--- Document text ---
┏━━

FOCUS IMPACT ACQUISITION CORP.
SEPTEMBER 30, 2021
Note 1 — Organization and Business Operations
Organization and General
Focus Impact Acquisition Corp. (the “Company”) is a blank check company incorporated in Delaware on February 23, 2021. The Company was formed for the purpose of
effecting a merger, capital stock exchange, asset acquisition, stock purchase, reorganization or similar business combination with one
or more businesses (the “Business Combination”). The Company is an early stage and emerging growth company and, as such, the Company is subject to all of the risks associated with early stage and emerging growth companies.
As of September 30, 2021, the Company had not commenced any operations. All activity for the period from February 23, 2021 (inception) through September 30, 2021
relates to the Company’s formation and the Initial Public Offering (“IPO”) (as defined below). The Company will not generate any operating revenues until after the completion of its initial Business Combination, at the earliest. The Company will
generate non-operating income in the form of interest income on cash and cash equivalents from the proceeds derived from the IPO. The Company has selected December 31 as its fiscal year end.
Sponsor and Proposed Financing
The Company’s sponsor is Focus Impact Sponsor, LLC, a Delaware limited liability company (the “Sponsor”).
The registration statement for the Company’s IPO was declared effective on October 27, 2021 (the “Effective Date”). On November 1, 2021, the Company consummated its
IPO of 23,000,000 units (the “Units”) which included the exercise of the underwriters’ option to purchase an additional 3,000,000 Units at the IPO price to cover over-allotments. Each Unit consists of one share of Class A common stock, $0.0001 par value per share (the “Class A
common stock”), and
of one redeemable warrant (the “Public Warrants”), each whole Public Warrant entitling the holder thereof
to purchase one share of Class A Common Stock at an exercise price of $11.50 per share, subject to adjustment. The Units were sold at an offering price of $10.00
per Unit, generating gross proceeds of $230,000,000, which is discussed in Note 3.Simultaneously with the closing of IPO, the Company completed the private sale of 11,200,000 warrants (the “Private Placement Warrants”) at a purchase price of $1.00
per Private Placement Warrant to the Sponsor, generating gross proceeds to the Company of $11,200,000.
Offering costs amounted to $13,457,525 consisting of $4,000,000 of underwriting commissions, $8,650,000
of deferred underwriting commissions, and $807,525 of other offering costs. Of the offering costs, $509,712 is included within the statement of operations and $12,947,813
is included in temporary equity.
Upon the closing of the IPO (including the full exercise of the underwriters’ over-allotment option) and the private placement, $234,600,000 has been placed in a trust account (the "Trust Account"), representing the redemption value of the Class A common stock sold in the IPO, at
their redemption value of $10.20 per share.
Nasdaq rules provide that the Business Combination must be with one
or more target businesses that together have a fair market value equal to at least 80% of the value of the assets held in the Trust
Account (as defined below) (excluding the deferred underwriting commissions and taxes payable) at the time of the Company signing a definitive agreement in connection with the Business Combination. The Company will only complete a Business
Combination if the post-Business Combination company owns or acquires 50% or more of the outstanding voting securities of the target or
otherwise acquires a controlling interest in the target sufficient for it not to be required to register as an investment company under the Investment Company Act of 1940, as amended (the “Investment Company Act”). There is no assurance that the
Company will be able to successfully effect a Business Combination.

┗━━

--- Exercises ---
1 > Rewrite the part of the Focus Impact Acquisition Corp. note that begins with the words "As of September" and ends with "fiscal year end.", putting "dividend income" in place of "interest income".
2 > Write the next part of the Focus Impact Acquisition Corp. note, continuing from its last sentence.

--- Record set ---

┏━━

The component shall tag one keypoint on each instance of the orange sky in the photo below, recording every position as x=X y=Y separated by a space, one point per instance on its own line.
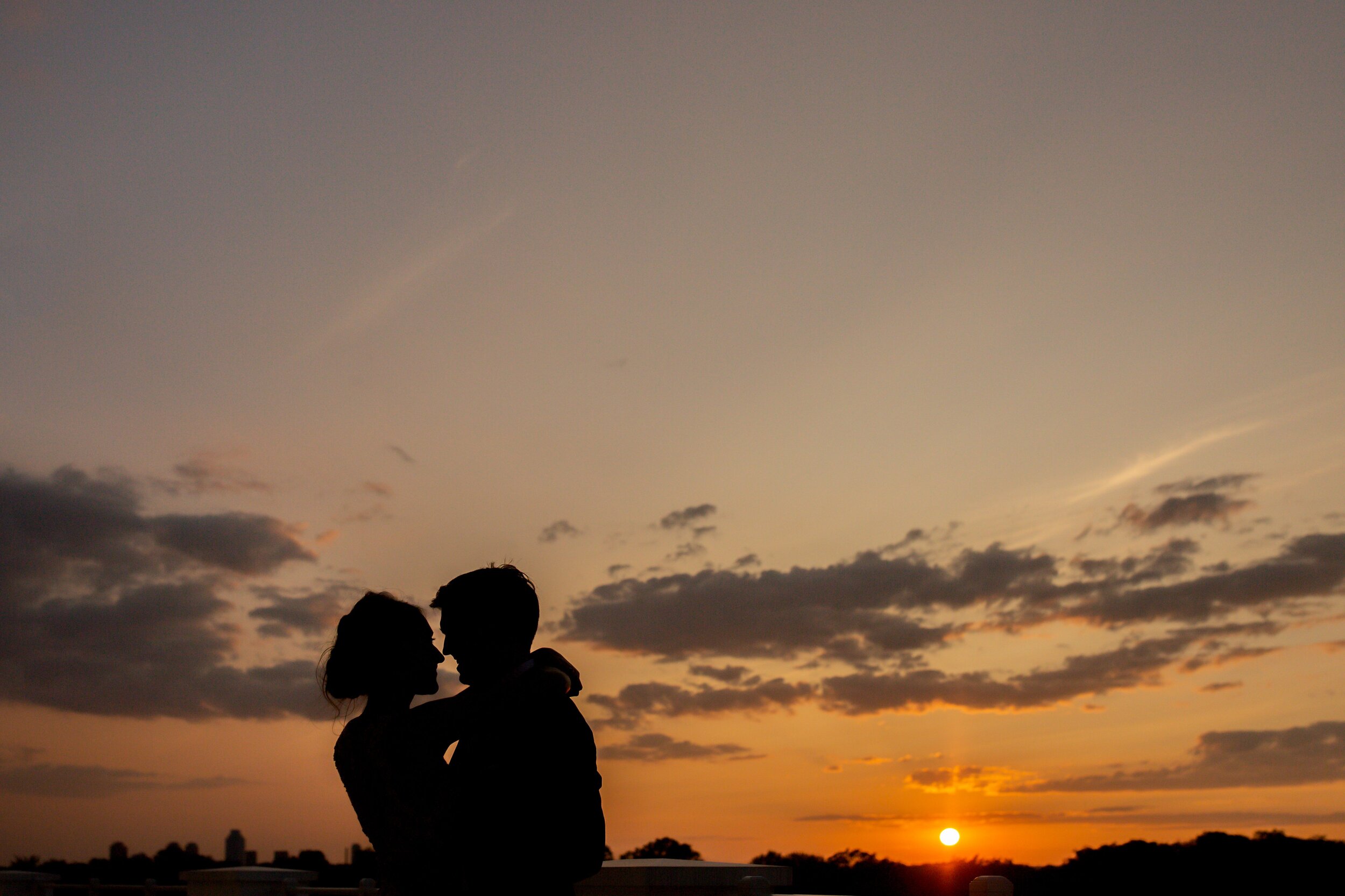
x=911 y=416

┗━━
┏━━

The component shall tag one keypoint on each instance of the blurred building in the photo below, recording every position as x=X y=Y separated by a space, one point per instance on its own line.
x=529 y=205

┗━━
┏━━

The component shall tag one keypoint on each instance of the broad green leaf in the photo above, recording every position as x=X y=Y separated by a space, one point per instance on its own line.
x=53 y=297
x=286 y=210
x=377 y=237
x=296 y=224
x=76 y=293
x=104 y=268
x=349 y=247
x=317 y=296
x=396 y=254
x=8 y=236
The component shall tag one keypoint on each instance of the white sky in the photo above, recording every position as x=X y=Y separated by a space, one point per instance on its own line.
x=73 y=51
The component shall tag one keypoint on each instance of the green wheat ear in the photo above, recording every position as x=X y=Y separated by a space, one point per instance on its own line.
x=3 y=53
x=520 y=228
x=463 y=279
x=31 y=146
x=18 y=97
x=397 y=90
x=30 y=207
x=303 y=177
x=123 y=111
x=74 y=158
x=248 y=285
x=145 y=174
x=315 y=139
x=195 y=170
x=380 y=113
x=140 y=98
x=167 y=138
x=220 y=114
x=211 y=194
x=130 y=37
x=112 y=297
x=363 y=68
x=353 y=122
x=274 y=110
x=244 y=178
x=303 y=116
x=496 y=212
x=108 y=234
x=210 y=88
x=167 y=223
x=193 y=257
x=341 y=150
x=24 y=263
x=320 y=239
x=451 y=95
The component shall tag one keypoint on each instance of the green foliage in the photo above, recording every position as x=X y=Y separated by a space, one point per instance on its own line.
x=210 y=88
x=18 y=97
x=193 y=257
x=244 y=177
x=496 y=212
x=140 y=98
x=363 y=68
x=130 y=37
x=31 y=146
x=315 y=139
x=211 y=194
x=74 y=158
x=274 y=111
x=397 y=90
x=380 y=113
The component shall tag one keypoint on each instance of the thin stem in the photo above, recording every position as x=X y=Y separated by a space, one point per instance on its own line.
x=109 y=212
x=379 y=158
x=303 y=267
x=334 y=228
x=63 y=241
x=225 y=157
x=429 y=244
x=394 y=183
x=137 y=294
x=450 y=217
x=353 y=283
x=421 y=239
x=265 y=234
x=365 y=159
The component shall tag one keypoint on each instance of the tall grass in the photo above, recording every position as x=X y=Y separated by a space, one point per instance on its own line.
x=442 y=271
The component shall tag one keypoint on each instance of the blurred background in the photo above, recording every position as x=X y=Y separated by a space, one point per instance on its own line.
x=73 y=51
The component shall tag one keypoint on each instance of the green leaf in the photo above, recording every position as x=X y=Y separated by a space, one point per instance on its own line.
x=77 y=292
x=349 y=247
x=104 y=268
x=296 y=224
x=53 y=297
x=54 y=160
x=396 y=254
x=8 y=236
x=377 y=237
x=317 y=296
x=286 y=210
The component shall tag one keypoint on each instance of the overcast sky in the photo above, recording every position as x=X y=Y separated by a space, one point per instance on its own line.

┗━━

--- Outputs for the tasks ---
1 >
As of September 30, 2021, the Company had not commenced any operations. All activity for the period from February 23, 2021 (inception) through September 30, 2021
relates to the Company’s formation and the Initial Public Offering (“IPO”) (as defined below). The Company will not generate any operating revenues until after the completion of its initial Business Combination, at the earliest. The Company will
generate non-operating income in the form of dividend income on cash and cash equivalents from the proceeds derived from the IPO. The Company has selected December 31 as its fiscal year end.

2 >
Upon the closing of the IPO, $10.20 per Unit sold in the
IPO (including the full exercise of the underwriters’ over-allotment option) and the proceeds of the sale of the Private Placement Warrants, are held in a trust account (“Trust Account”) and will be invested only in U.S. government securities with
a maturity of 185 days or less or in money market funds meeting certain conditions under Rule 2a-7 under the Investment Company Act which invest only in direct U.S. government treasury obligations. The trust account is intended as a holding place
for funds pending the earliest to occur of: (a) the completion of the initial Business Combination, (b) the redemption of any public shares properly tendered in connection with a stockholder vote to amend the Company’s amended and restated
certificate of incorporation (i) to modify the substance or timing of the Company’s obligation to provide holders of the Company’s Class A common stock the right to have their shares redeemed in connection with the initial Business Combination or
to redeem 100% of the Company’s public shares if the Company does do not complete the initial Business Combination within 18 months from the closing of this offering or (ii) with respect to any other provisions relating to the rights of holders of the Company’s Class A
common stock, and (c) the redemption of the Company’s public shares if the Company has not consummated the initial Business Combination within 18
months from the closing of this offering, subject to applicable law.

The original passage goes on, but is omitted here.